Listing =>
— Begin —
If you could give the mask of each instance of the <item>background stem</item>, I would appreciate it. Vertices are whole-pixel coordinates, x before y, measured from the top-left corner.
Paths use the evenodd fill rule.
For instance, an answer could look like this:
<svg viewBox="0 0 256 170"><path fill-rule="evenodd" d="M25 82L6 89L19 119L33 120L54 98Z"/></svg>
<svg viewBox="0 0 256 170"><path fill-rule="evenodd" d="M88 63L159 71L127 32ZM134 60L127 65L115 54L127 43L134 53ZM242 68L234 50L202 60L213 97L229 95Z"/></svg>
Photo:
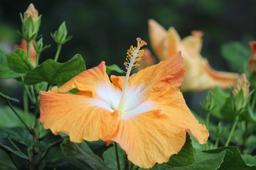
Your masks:
<svg viewBox="0 0 256 170"><path fill-rule="evenodd" d="M234 123L232 125L232 128L231 128L231 131L228 135L228 140L227 140L227 142L225 144L225 147L228 147L228 144L229 142L230 142L230 140L231 140L231 137L233 136L233 134L234 133L234 130L235 129L235 127L236 125L238 125L238 120L239 120L239 115L237 115L235 118L235 120L234 120Z"/></svg>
— End —
To be done => What is needed is an exact reproduction of the data, pictures excluded.

Worked solution =>
If you could give the mask of each instance of the <item>background stem</item>, I would appreciate it. Vertices are whole-pixel coordinates, x before y, measured from the top-left corner.
Paths use the evenodd fill rule.
For instance, an answer could look like this:
<svg viewBox="0 0 256 170"><path fill-rule="evenodd" d="M25 82L6 89L19 119L33 120L54 98Z"/></svg>
<svg viewBox="0 0 256 170"><path fill-rule="evenodd" d="M88 63L159 71L127 32ZM134 60L127 65L115 54L127 43L134 53ZM242 68L234 50L202 60L213 97L229 95Z"/></svg>
Photo:
Your masks:
<svg viewBox="0 0 256 170"><path fill-rule="evenodd" d="M234 123L232 125L232 128L231 128L231 131L228 135L228 140L227 140L227 142L225 144L225 147L228 147L228 144L229 142L230 142L230 140L231 140L231 137L233 136L233 134L234 133L234 130L235 129L235 127L236 125L238 125L238 120L239 120L239 115L237 115L235 118L235 120L234 120Z"/></svg>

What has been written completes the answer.